● **TEXT SECTION**
========================================
08:58 According to a ranger, the bells that are commonly sold to alert bears that a human is present don’t work, so don’t waste your money. In fact, the instructor on the ferry over to one of my Crater Lake hike told us that sometimes the bells attract bears wondering what the heck the noise is. You should carry bear spray instead. The airlines won’t let you pack it on the plane, so unless you’re driving, wait until you get there to buy some. They confiscated mine at the airport for my return flight and told me that they’d give it to the boy scouts.
One other thing to note, the rangers are on the ball out there and they CLOSE any trails where they know of current bear activity. If you want more details, you can read my “What to Do if you encounter a Bear in the woods” included as a bonus along with today’s show notes for this episode. Just type Glacier in the search bar in the upper right corner of ATA.com
09:39 In my research, in the last thirty years, I found only two fatalities from bears in Glacier: one was a man who spooked a mom with her cubs and the other was a mountain biker who may have brought out the bear’s chase instinct. Considering Glacier gets over 3 million visitors a year and celebrated its 100 MILLIONTH visitor a couple of years ago, AND 70% of all Glacier’s visitors hike, I think you’ll agree that with appropriate safety precautions you will be just fine and the treat will be in seeing a bear from a safe distance.
I got lucky three times: Once from the car, we saw a moma grizzly and her cub in the meadow. When bears are near the road, you’ll get into what’s called a Bear Jam, much to the park ranger’s dismay – they telling us folks that we are supposed to keep driving when we see wildlife — like THAT’s going to happen!.
We also enjoyed watching a black bear from the safety of the car for about thirty minutes on another day. When outside of a vehicle, you are considered safe if you are at least 300’ from a bear. But the most thrilling encounter was one day after lunch, sitting next to a lake. I got chilly after eating, so moved over to a sunny log. A couple of minutes later I saw a grizzly come out of the woods towards the lake, maybe 800’ away. There were several dozen hikers at this section of the lake during lunch time. As the grizzly casually ambled towards us, we all watched with joy, but as it moved a little bit closer to us still, at around 400’ away, we all headed back to the trail and away from the bear as a precaution. But what a thrill!
========================================
● **AIM 1**
Quote every line of the rows that contains the word "orchid".
The text about bears in Glacier has nothing to do with the rows.
========================================
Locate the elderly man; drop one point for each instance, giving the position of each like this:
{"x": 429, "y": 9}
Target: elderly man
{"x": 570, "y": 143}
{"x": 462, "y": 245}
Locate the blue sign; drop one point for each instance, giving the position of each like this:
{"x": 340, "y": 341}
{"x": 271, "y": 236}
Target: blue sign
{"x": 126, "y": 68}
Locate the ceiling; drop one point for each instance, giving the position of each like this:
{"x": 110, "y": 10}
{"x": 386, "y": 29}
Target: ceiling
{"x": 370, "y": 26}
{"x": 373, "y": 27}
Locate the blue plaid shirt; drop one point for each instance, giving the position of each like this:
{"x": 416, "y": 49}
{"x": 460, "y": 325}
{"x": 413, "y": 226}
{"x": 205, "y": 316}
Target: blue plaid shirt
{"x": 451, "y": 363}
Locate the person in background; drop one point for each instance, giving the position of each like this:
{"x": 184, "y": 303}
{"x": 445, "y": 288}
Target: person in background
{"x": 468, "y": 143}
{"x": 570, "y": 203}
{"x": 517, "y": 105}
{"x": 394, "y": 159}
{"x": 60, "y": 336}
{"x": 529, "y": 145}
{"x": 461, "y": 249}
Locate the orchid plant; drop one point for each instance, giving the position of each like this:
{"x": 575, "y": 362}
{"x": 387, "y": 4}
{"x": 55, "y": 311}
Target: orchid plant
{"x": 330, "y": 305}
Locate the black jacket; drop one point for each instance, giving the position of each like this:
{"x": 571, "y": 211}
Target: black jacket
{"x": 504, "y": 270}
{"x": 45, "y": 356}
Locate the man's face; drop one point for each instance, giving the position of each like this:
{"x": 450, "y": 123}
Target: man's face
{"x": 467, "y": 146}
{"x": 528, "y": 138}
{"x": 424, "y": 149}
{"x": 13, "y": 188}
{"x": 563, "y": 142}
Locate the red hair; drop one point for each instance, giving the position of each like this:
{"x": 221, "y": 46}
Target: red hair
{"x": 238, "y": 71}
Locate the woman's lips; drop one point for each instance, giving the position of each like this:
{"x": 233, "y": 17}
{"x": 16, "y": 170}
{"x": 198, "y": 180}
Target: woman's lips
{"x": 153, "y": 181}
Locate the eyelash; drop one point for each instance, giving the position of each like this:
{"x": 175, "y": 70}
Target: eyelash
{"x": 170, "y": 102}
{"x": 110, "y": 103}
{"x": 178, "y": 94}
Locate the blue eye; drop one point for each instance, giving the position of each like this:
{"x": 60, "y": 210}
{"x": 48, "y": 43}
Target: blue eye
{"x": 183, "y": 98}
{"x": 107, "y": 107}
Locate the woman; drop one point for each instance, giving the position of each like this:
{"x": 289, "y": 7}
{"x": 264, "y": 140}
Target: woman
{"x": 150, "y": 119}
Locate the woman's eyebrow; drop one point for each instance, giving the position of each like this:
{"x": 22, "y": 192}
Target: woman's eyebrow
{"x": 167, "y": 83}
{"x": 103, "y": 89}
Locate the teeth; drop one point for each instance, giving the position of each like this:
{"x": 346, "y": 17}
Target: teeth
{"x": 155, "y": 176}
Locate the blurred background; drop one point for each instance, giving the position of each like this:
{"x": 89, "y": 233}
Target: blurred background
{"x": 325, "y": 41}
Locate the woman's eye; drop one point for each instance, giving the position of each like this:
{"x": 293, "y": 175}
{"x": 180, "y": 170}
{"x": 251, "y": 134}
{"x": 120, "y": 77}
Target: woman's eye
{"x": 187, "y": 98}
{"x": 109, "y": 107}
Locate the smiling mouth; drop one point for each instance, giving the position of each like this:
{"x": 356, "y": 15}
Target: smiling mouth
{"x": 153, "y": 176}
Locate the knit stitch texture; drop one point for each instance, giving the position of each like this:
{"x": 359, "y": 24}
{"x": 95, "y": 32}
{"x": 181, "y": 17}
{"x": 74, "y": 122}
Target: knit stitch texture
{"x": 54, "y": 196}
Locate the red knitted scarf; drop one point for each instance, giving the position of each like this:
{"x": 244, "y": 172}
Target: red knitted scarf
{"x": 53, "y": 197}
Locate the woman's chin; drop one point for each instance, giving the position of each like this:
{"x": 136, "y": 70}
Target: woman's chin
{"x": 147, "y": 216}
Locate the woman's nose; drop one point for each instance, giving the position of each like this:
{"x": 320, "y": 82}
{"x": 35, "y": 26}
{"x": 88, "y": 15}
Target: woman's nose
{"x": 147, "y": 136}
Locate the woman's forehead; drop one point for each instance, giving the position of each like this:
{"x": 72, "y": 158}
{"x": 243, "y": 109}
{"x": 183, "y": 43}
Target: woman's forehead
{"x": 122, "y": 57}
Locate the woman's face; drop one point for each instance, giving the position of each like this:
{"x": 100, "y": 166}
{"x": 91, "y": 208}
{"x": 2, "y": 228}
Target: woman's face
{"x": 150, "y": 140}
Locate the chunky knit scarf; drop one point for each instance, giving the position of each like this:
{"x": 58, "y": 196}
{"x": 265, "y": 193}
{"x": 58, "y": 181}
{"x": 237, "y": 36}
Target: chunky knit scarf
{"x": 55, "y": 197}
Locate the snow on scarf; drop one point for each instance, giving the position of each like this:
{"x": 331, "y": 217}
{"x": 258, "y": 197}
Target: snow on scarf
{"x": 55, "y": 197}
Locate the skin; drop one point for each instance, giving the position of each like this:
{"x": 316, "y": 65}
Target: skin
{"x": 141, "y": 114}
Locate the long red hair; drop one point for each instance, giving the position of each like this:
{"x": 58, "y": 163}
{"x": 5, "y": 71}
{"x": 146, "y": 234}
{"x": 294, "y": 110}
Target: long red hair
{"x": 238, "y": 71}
========================================
● **AIM 2**
List each distance in feet that the text about bears in Glacier gives for how far a person is or should be from a bear.

● **FINAL ANSWER 1**
Locate the orchid plant; drop one point for each instance, giving the position of each like this:
Target: orchid plant

● **FINAL ANSWER 2**
300', 800', 400'